PASSAGE PROVIDED
In reply to: Ankit Kumar Pandey (#1)

Re: [PATCH] Teach planner to further optimize sort in distinct

On Wed, 18 Jan 2023 at 08:27, Ankit Kumar Pandey <itsankitkp@gmail.com> wrote:

There is bit confusion in wording here:

"returns a List of pathkeys
which are in keys1 but not in keys2 and NIL if keys2 has a pathkey
that does not exist as a pathkey in keys1."

You mean extract common keys without ordering right?

I think you should write a function like:

bool pathkeys_count_contained_in_unordered(List *keys1, List *keys2,
List **reorderedkeys, int *n_common)

which works very similarly to pathkeys_count_contained_in, but
populates *reorderedkeys so it contains all of the keys in keys1, but
put the matching ones in the same order as they are in keys2. If you
find a keys2 that does not exist in keys1 then just add the additional
unmatched keys1 keys to *reorderedkeys. Set *n_common to the number
of common keys excluding any that come after a key2 key that does not
exist as a key1 key.

You can just switch to using that function in
create_final_distinct_paths(). You'll need to consider if the query is
a DISTINCT ON query and not try the unordered version of the function
in that case.

I also just noticed that in build_index_paths() we'll leave the index
path's pathkeys empty if we deem the pathkeys as useless. I'm not
sure what the repercussions of setting those to the return value of
build_index_pathkeys() if useful_pathkeys is otherwise empty. It's
possible that truncate_useless_pathkeys() needs to be modified to
check if the pathkeys might be useful for DISTINCT, but now that I see
we don't populate the IndexPath's pathkeys when we deem them not
useful makes me wonder if this entire patch is a good idea. When I
thought about it I assumed that we always set IndexPath's pathkeys to
whatever (if any) sort order that the index provides.

David

Ankit Kumar Pandey

itsankitkp@gmail.com

almost 3 years ago

In reply to: David Rowley (#2)

1 attachment(s)

Re: [PATCH] Teach planner to further optimize sort in distinct

On 19/01/23 18:49, David Rowley wrote:

I think you should write a function like:

bool pathkeys_count_contained_in_unordered(List *keys1, List *keys2,
List **reorderedkeys, int *n_common)

which works very similarly to pathkeys> _count_contained_in, but
populates *reorderedkeys so it contains all of the keys in keys1, but
put the matching ones in the same order as they are in keys2. If you
find a keys2 that does not exist in keys1 then just add the additional
unmatched keys1 keys to *reorderedkeys. Set *n_common to the number
of common keys excluding any that come after a key2 key that does not
exist as a key1 key.

You can just switch to using that function in
create_final_distinct_paths(). You'll need to consider if the query is
a DISTINCT ON query and not try the unordered version of the function
in that case.

Tried this, it worked as expected. Tests are green as well.

MATERIAL SUPPLIED
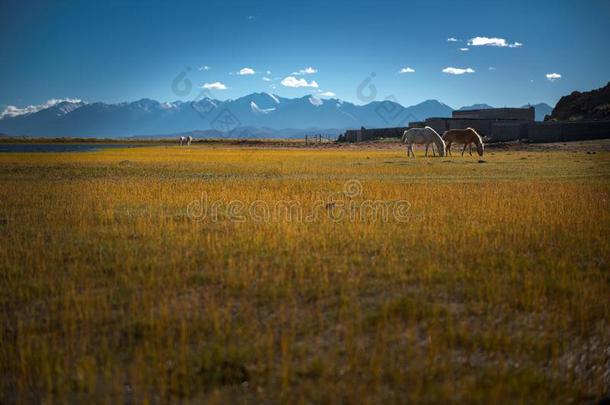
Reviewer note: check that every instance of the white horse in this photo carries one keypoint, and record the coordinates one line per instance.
(421, 136)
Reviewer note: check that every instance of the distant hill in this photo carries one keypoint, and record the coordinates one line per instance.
(542, 110)
(256, 114)
(588, 105)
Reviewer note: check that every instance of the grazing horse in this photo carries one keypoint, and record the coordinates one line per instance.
(422, 136)
(466, 136)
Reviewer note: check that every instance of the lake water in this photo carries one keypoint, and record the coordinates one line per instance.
(59, 147)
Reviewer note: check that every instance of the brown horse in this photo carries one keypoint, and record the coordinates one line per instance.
(466, 136)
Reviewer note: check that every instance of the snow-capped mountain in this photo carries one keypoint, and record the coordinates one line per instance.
(256, 110)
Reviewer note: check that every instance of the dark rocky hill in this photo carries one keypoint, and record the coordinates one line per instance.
(588, 105)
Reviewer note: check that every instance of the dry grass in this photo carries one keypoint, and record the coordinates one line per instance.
(495, 290)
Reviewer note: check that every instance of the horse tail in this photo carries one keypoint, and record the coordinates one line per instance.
(440, 145)
(479, 138)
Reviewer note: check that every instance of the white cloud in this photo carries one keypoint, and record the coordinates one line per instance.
(214, 86)
(246, 71)
(553, 76)
(307, 71)
(292, 81)
(457, 71)
(499, 42)
(315, 101)
(12, 111)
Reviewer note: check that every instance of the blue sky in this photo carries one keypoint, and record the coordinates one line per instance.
(115, 51)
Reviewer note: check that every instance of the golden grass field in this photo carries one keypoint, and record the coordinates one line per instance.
(495, 289)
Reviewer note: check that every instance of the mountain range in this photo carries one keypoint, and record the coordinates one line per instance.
(254, 115)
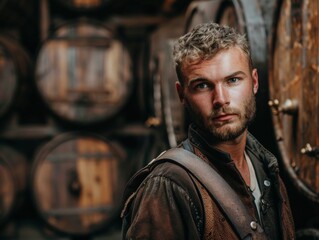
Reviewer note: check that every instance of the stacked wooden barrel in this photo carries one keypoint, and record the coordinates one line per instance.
(84, 73)
(284, 41)
(77, 182)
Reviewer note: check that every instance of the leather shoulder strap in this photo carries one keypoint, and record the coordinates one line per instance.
(219, 189)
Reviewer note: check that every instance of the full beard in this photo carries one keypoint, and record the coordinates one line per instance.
(225, 132)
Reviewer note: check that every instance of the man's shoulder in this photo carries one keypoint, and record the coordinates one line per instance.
(172, 172)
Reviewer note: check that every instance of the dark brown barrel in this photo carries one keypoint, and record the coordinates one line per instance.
(83, 73)
(14, 68)
(83, 5)
(294, 92)
(13, 179)
(248, 18)
(77, 183)
(13, 13)
(167, 107)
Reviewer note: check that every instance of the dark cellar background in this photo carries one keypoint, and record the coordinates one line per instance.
(69, 141)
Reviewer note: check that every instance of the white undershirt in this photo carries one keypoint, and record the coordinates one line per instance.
(253, 183)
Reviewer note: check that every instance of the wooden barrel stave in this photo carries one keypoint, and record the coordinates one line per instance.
(76, 183)
(15, 66)
(294, 83)
(13, 178)
(84, 74)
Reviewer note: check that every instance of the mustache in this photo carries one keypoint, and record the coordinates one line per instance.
(223, 111)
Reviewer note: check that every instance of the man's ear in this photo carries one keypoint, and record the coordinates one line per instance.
(255, 80)
(180, 91)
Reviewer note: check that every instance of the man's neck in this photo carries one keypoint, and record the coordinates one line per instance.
(235, 147)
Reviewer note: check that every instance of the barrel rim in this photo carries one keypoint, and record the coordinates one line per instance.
(284, 156)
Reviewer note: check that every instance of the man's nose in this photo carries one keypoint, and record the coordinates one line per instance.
(220, 96)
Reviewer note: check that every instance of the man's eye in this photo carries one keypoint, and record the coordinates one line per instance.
(233, 80)
(201, 86)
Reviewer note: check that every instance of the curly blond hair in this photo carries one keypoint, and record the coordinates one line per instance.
(203, 42)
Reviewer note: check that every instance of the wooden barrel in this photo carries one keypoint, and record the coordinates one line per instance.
(13, 13)
(294, 92)
(83, 5)
(77, 183)
(167, 107)
(307, 234)
(13, 179)
(249, 19)
(83, 73)
(14, 69)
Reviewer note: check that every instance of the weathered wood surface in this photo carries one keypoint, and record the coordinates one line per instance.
(14, 69)
(294, 84)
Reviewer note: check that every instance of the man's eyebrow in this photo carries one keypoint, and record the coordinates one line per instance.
(197, 79)
(235, 74)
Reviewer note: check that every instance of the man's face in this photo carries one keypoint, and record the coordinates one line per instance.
(220, 94)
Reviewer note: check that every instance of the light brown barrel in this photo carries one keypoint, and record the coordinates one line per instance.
(83, 73)
(13, 181)
(83, 5)
(294, 92)
(14, 69)
(167, 108)
(77, 183)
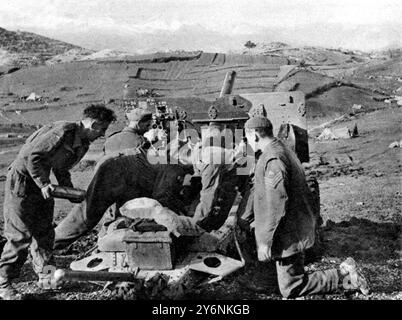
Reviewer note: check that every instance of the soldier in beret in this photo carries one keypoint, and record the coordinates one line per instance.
(28, 204)
(285, 221)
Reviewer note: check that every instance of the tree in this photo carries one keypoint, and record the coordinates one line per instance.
(250, 45)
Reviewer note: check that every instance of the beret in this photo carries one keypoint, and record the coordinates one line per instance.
(138, 114)
(258, 122)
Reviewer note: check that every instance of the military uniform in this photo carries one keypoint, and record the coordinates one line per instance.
(220, 181)
(285, 221)
(28, 217)
(118, 178)
(128, 138)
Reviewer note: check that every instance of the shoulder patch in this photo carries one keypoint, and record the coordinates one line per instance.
(273, 178)
(67, 126)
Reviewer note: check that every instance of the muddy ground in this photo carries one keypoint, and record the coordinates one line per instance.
(361, 187)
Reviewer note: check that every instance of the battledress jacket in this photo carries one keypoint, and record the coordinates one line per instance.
(220, 181)
(55, 147)
(284, 218)
(128, 138)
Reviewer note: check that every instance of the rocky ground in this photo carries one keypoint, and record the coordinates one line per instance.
(360, 203)
(360, 178)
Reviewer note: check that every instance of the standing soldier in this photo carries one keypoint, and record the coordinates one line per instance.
(28, 204)
(132, 136)
(285, 221)
(217, 165)
(118, 178)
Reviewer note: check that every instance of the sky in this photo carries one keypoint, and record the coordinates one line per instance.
(210, 25)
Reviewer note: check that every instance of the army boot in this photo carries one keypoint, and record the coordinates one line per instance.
(7, 291)
(353, 278)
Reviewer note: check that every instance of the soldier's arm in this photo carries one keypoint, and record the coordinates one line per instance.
(63, 177)
(38, 160)
(210, 177)
(276, 199)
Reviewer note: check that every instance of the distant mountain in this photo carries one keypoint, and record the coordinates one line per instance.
(18, 49)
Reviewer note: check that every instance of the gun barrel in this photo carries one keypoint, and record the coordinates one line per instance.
(228, 83)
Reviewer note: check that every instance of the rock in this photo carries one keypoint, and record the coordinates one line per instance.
(327, 134)
(395, 144)
(398, 100)
(33, 97)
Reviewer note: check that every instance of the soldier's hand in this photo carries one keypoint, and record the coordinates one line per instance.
(264, 253)
(46, 191)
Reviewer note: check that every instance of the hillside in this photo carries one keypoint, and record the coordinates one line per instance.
(21, 49)
(359, 178)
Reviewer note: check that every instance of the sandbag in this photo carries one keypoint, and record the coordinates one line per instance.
(146, 208)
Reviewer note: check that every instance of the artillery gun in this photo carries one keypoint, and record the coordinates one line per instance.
(162, 258)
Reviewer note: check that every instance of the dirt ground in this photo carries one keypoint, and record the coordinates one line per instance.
(360, 186)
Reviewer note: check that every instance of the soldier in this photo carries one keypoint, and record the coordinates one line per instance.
(131, 136)
(217, 166)
(28, 204)
(118, 178)
(284, 219)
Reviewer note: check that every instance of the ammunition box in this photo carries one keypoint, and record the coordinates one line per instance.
(150, 250)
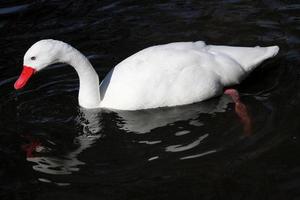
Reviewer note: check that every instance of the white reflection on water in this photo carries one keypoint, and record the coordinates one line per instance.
(139, 122)
(146, 120)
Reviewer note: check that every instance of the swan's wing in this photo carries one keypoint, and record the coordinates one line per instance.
(248, 57)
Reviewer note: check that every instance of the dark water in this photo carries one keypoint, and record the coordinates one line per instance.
(51, 149)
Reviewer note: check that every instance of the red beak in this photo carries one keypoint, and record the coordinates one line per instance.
(24, 77)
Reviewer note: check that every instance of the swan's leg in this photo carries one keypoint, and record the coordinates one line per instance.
(241, 110)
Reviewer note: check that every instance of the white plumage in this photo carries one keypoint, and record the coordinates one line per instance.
(159, 76)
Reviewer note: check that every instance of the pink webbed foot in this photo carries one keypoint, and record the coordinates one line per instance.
(240, 110)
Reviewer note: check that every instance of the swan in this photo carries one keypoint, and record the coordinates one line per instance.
(159, 76)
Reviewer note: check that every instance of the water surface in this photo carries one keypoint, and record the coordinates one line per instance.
(50, 148)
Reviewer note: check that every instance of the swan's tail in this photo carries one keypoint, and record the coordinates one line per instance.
(248, 57)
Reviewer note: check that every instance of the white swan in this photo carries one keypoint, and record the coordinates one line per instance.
(159, 76)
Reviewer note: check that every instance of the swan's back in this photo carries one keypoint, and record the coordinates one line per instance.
(178, 73)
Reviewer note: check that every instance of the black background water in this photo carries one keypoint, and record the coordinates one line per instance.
(193, 152)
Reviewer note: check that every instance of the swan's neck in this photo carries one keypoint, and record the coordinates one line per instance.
(89, 93)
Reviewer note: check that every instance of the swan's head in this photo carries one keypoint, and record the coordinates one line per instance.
(38, 56)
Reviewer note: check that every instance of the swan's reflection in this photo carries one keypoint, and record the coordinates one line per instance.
(138, 122)
(146, 120)
(90, 122)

WRITTEN TASK A
Name every function mentioned in the planner patch discussion, each one once.
WRITTEN TASK B
Please extend the planner patch discussion, starting right after its final sentence.
The listing has no connection to the planner patch discussion.

EXPECTED OUTPUT A
pathkeys_count_contained_in_unordered, pathkeys_count_contained_in, create_final_distinct_paths, build_index_paths, build_index_pathkeys, truncate_useless_pathkeys

EXPECTED OUTPUT B
I also just noticed that in build_index_paths() we'll leave the index
path's pathkeys empty if we deem the pathkeys as useless. I'm not
sure what the repercussions of setting those to the return value of
build_index_pathkeys() if useful_pathkeys is otherwise empty.

This is very rigid indeed.

It's possible that truncate_useless_pathkeys() needs to be modified to
check if the pathkeys might be useful for DISTINCT

We have pathkeys_useful_for_merging and pathkeys_useful_for_ordering.

Can we not have pathkeys_useful_for_distinct?

Also, pathkeys_useful_for_ordering calls pathkeys_count_contained_in.

We can add code path on similar lines.

When I
thought about it I assumed that we always set IndexPath's pathkeys to
whatever (if any) sort order that the index provides.

Can we not added original path keys in IndexPath? It could be useful

at other places as well. Atleast, I can see it useful in sorting cases.

makes me wonder if this entire patch is a good idea.

We are still getting some benefit even without index paths for now.

I have attached patch with pathkeys_count_contained_in_unordered

and corresponding changes in create_final_distinct_paths for reference.

Thanks,

Ankit

Attachments:

better-distinct-v2.patchtext/x-patch; charset=UTF-8; name=better-distinct-v2.patchDownload

diff --git a/src/backend/optimizer/path/pathkeys.c b/src/backend/optimizer/path/pathkeys.c
index d2e241c983..f0bc977eff 100644
--- a/src/backend/optimizer/path/pathkeys.c
+++ b/src/backend/optimizer/path/pathkeys.c
@@ -2014,3 +2014,52 @@ has_useful_pathkeys(PlannerInfo *root, RelOptInfo *rel)
 		return true;			/* might be able to use them for ordering */
 	return false;				/* definitely useless */
 }
+
+/*
+ * pathkeys_count_contained_in_unordered
+ *		reorders keys1 to match keys2
+ * Populates *reorderedkeys so it contains all of the keys in keys1, but
+ * put the matching ones in the same order as they are in keys2.  If keys
+ * in keys1 which do not match keys2 are appended in the end.
+ * n_common denotes number of matched keys.
+ */
+bool
+pathkeys_count_contained_in_unordered(List *keys1, List *keys2,
+									  List **reorderedkeys, int *n_common)
+{
+	ListCell*	lc1;
+	ListCell*	lc2;
+	int			n = 0;
+	List*		unmatched_keys = NIL;
+
+	foreach(lc1, keys1)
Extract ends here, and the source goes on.